# Work to complete:
Give every line below again, exactly.

(Entries taken from a collection)

◆ ◆ ◆ ◆

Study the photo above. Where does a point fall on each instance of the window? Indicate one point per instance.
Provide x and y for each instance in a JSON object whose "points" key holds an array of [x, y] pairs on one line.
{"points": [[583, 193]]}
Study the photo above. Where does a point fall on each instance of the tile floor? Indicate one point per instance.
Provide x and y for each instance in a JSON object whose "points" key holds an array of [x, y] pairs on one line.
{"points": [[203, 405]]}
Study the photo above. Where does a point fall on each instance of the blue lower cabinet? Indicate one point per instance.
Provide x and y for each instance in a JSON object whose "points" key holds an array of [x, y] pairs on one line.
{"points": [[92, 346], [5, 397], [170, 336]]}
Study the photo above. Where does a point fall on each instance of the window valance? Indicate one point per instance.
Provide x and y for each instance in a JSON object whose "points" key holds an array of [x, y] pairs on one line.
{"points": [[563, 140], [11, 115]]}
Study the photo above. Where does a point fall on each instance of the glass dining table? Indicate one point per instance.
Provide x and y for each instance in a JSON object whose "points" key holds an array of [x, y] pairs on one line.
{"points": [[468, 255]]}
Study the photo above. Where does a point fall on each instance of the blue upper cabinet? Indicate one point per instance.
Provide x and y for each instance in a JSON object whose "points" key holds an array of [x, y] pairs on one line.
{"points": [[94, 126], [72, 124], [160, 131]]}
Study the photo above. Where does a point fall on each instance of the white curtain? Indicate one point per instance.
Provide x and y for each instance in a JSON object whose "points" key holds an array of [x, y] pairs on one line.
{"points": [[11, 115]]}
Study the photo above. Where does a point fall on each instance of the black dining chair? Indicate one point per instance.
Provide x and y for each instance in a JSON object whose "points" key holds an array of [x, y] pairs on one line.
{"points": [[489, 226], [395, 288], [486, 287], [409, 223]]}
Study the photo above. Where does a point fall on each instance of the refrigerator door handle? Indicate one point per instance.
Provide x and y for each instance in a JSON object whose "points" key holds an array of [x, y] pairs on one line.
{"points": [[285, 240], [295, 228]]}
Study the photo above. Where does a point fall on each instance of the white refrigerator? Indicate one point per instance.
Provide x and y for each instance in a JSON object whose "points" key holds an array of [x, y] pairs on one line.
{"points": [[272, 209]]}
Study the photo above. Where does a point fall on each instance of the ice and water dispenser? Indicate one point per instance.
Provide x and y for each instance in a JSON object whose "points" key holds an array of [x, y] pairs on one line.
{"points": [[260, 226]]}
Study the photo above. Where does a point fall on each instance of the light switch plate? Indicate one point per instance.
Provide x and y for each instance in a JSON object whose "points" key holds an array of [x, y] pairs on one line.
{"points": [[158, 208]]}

◆ ◆ ◆ ◆

# Response:
Study the photo above. Where does a point fall on each instance of the window? Indicate one point per instance.
Provide x and y for each instance in a JSON object whose "points" key holds an array of [x, y] pairs on one line.
{"points": [[583, 193]]}
Study the photo above. Where does a point fall on each instance of the tile floor? Indicate one point per instance.
Provide x and y for each instance in a JSON object whose "points" key holds an array of [x, y] pairs on one line.
{"points": [[203, 405]]}
Study the photo above. Where does a point fall on each instance of the blue lower cabinet? Indicate one point per instance.
Provide x and y for each instance in a JSON object whose "points" key holds an array of [x, y] pairs on one line.
{"points": [[92, 346], [5, 397], [170, 336]]}
Study the photo above. Where does a point fall on each instance of the window valance? Indicate one point per instance.
Provide x and y for each instance in a JSON object whose "points" key holds an array of [x, y] pairs on one line.
{"points": [[563, 140], [11, 115]]}
Study the photo above. Where does a point fall on each instance of the glass dining table? Indicate one point per instance.
Provide x and y for each instance in a JSON object whose "points" key holds an array of [x, y] pairs on one line.
{"points": [[468, 255]]}
Study the photo above. Where does a point fall on each instance of the blue upper cabinet? Indicate one point per instance.
Provide x and y for each instance in a JSON object whose "points" key holds an array of [x, y] pairs on one line.
{"points": [[94, 126], [72, 124], [160, 131]]}
Study the photo above. Where does a point fall on each instance of the white curtain? Indicate one point per instance.
Provide x and y for each instance in a JSON object whose "points" key holds an array of [x, y] pairs on one line.
{"points": [[11, 115]]}
Study the photo above. Where does a point fall on each instance of the black dining chair? Indicate one point per instance.
Provide x and y for each instance in a JSON object whose "points" key holds an array of [x, y] pairs on one line.
{"points": [[489, 226], [395, 288], [486, 287], [409, 223]]}
Study the photo above. Where does a point fall on each instance of the refrigerator door handle? Indicate one point per instance.
Provide x and y for each instance in a JSON object whose "points" key holds an array of [x, y] pairs on one line.
{"points": [[285, 240], [295, 228]]}
Study the photo above. Where does a point fall on each instance of the white refrigerator? Indicate one point per instance.
Provide x and y for each instance in a JSON object whose "points" key holds an array of [x, y] pairs on one line.
{"points": [[272, 209]]}
Study the photo above. Where does a point fall on each instance of the ice and water dispenser? Indicate one point per instance.
Provide x and y for each instance in a JSON object whose "points" key holds an array of [x, y] pairs on one line.
{"points": [[260, 226]]}
Study the photo above. Where does a point fall on each instance of the light switch plate? Indicate one point per instance.
Provide x and y for each instance in a JSON object whose "points" key holds an array of [x, y] pairs on one line.
{"points": [[158, 208]]}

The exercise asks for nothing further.